Entries for labeling bounding boxes
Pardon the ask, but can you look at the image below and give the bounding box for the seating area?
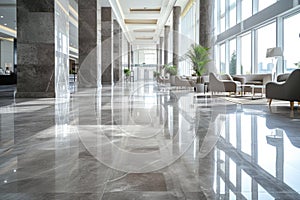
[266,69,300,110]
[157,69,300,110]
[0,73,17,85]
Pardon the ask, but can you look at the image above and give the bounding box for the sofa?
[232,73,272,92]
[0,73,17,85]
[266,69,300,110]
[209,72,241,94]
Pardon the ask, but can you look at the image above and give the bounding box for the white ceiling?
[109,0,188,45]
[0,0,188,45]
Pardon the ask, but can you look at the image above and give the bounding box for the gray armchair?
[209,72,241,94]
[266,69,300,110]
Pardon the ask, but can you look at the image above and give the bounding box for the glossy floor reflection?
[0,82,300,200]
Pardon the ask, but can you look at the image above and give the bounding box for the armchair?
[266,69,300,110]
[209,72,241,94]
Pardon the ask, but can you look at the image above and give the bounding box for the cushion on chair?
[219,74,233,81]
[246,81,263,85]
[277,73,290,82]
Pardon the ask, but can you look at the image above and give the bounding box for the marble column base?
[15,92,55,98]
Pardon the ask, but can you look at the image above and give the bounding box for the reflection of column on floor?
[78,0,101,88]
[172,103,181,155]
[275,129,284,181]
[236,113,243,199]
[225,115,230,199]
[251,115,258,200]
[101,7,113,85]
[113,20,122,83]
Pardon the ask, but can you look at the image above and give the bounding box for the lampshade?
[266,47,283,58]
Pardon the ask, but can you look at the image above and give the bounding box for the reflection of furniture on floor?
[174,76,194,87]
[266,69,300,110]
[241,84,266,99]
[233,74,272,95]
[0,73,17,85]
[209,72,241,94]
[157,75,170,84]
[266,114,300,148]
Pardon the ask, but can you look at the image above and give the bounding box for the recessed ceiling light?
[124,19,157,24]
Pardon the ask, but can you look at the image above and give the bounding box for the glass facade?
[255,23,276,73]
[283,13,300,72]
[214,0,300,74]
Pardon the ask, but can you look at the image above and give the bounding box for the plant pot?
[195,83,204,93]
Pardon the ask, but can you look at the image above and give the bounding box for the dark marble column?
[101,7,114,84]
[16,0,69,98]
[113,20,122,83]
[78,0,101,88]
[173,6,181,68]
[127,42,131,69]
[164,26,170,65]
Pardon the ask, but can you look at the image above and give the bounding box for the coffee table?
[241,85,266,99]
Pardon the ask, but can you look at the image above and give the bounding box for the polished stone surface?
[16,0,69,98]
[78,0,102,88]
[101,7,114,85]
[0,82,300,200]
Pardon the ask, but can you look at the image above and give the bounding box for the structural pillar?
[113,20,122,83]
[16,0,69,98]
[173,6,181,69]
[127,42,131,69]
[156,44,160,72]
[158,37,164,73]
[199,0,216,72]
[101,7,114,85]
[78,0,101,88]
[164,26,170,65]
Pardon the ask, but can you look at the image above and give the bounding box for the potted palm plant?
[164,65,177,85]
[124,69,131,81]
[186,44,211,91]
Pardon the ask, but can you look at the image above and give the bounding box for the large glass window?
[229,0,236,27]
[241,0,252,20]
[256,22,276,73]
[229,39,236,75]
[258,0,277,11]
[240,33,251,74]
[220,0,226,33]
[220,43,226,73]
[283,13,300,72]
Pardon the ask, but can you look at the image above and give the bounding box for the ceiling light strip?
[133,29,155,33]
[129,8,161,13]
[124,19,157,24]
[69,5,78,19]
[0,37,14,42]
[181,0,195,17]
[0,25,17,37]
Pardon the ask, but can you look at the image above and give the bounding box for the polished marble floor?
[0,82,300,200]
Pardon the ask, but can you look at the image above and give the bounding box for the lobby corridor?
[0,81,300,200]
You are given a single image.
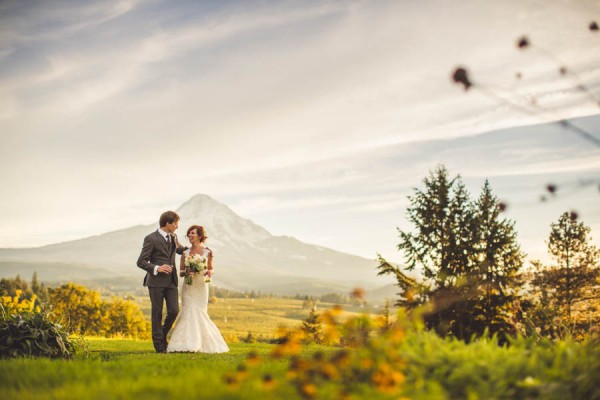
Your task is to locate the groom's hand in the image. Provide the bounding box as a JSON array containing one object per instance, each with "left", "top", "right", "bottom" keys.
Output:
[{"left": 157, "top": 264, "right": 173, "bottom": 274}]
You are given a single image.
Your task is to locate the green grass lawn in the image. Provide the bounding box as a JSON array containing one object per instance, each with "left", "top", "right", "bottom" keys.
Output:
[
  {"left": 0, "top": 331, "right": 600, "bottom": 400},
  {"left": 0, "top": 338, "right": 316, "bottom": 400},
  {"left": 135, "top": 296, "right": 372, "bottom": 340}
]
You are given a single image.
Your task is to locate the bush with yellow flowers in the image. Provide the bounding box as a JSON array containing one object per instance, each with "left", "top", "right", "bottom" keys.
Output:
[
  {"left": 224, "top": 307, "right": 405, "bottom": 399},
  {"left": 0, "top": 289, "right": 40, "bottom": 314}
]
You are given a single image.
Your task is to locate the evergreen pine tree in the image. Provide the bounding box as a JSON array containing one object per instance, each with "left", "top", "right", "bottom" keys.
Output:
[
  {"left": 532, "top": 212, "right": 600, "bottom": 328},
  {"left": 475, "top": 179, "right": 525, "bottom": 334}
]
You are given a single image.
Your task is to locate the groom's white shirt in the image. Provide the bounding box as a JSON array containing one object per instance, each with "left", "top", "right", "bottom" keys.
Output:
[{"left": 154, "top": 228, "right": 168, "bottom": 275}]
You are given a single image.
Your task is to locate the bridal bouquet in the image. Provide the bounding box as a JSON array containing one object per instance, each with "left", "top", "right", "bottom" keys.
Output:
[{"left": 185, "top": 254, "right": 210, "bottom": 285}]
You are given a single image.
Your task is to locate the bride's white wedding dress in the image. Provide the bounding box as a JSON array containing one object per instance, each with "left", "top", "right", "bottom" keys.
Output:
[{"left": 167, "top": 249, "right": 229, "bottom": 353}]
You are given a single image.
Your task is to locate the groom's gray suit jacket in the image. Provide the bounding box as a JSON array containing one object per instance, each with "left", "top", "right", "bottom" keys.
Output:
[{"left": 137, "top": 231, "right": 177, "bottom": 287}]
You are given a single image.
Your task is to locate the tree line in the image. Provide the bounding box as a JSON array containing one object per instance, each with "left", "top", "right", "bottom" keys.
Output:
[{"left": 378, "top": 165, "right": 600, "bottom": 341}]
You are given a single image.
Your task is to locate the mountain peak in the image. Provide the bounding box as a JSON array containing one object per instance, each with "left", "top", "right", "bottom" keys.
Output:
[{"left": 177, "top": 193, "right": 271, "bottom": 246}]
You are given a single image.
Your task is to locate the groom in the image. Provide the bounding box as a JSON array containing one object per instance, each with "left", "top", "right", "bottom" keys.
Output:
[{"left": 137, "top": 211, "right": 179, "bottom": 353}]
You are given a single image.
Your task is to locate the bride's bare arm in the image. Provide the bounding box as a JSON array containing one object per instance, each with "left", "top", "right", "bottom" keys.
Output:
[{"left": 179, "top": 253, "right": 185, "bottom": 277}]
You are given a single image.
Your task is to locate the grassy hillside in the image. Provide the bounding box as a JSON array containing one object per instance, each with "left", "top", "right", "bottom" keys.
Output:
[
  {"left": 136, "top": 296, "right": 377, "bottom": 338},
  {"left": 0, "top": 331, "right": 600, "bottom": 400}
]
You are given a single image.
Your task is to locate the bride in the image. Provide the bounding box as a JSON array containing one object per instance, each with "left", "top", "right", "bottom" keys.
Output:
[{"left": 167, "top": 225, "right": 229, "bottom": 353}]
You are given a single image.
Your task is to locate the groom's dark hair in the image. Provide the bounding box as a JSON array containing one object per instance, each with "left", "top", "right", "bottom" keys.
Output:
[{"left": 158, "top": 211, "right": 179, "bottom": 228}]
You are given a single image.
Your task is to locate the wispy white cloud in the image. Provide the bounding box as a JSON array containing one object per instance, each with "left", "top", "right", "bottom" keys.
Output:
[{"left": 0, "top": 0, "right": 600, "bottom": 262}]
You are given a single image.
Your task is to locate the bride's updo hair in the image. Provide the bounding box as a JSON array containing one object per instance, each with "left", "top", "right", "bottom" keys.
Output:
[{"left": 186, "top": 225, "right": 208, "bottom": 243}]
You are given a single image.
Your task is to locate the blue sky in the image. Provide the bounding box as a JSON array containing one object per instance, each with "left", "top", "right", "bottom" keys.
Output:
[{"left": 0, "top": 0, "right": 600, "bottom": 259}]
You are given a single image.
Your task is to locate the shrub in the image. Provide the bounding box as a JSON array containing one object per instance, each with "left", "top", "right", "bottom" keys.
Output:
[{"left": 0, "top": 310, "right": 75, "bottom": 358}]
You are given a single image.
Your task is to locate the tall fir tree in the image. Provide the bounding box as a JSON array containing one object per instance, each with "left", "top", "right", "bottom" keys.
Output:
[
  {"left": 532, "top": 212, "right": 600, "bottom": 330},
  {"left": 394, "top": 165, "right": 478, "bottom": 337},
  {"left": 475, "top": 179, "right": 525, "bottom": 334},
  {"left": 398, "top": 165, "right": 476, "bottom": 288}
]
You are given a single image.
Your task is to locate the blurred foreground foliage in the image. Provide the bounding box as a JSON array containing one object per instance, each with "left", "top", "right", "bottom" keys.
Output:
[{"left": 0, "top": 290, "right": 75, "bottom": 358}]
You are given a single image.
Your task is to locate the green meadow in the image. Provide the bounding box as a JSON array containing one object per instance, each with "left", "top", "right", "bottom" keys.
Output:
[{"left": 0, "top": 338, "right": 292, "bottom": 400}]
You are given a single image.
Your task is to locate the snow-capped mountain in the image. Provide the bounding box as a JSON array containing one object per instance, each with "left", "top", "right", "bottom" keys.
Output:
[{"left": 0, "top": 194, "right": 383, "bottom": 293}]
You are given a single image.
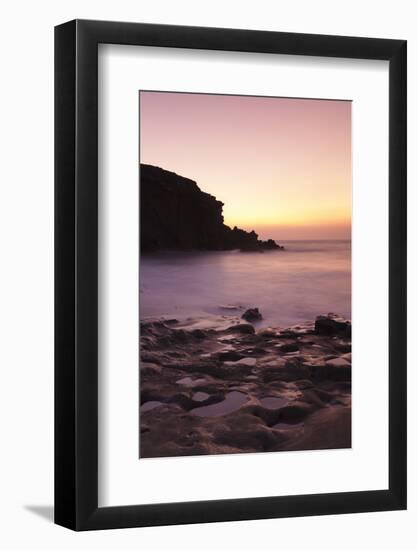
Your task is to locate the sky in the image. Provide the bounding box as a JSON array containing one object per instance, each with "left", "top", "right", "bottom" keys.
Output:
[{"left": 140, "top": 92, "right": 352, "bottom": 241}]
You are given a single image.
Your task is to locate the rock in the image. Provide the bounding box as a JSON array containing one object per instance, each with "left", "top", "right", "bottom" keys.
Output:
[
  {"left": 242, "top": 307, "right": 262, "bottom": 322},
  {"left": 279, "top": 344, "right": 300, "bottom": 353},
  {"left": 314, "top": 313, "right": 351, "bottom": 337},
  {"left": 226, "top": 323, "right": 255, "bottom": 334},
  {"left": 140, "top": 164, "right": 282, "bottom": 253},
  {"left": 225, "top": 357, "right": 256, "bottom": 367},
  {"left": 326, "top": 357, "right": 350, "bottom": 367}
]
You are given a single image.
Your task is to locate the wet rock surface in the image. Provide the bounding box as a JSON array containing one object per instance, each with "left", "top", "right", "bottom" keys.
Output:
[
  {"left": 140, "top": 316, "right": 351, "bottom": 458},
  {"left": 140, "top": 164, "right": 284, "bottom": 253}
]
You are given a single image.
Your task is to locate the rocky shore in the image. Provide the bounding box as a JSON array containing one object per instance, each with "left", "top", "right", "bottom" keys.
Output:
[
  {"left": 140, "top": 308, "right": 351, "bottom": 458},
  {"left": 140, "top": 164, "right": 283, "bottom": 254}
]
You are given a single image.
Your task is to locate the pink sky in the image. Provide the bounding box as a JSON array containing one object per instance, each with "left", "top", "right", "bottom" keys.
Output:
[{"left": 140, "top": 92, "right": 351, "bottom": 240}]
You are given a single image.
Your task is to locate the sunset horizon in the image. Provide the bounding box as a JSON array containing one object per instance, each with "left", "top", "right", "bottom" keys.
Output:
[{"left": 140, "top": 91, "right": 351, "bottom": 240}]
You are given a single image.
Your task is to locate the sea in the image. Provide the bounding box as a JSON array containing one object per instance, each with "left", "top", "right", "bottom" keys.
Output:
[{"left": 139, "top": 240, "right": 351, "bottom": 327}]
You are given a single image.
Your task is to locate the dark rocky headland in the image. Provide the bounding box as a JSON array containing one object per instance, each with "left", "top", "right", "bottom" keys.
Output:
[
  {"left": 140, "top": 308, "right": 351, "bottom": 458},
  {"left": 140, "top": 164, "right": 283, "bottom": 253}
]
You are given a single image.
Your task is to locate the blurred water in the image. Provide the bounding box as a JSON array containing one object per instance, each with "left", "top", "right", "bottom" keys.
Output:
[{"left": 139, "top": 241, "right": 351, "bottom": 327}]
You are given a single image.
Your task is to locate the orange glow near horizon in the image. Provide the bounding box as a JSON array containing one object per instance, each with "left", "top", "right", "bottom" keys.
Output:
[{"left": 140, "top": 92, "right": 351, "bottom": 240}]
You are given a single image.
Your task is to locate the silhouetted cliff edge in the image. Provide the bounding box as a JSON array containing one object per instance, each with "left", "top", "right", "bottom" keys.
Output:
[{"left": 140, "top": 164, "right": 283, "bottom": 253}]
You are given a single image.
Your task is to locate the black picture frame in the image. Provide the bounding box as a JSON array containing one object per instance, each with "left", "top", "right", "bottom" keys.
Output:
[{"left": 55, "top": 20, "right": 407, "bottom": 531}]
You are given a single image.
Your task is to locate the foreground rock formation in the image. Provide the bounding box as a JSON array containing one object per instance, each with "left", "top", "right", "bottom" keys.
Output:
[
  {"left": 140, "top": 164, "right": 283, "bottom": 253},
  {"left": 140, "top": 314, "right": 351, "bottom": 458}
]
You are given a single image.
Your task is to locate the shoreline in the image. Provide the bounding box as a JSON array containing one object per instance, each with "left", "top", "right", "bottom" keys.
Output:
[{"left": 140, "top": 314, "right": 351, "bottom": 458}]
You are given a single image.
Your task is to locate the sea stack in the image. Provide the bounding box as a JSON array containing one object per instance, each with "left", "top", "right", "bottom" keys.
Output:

### Task to complete
Which lines in the entries above contain the string "plant"? Extract each of them, matching case exactly.

### Task result
Pardon the ask, but can you look at the image above and give the bounding box for the plant pot?
Pardon the ask, but can you look at the image above and give the bounding box for the potted palm plant?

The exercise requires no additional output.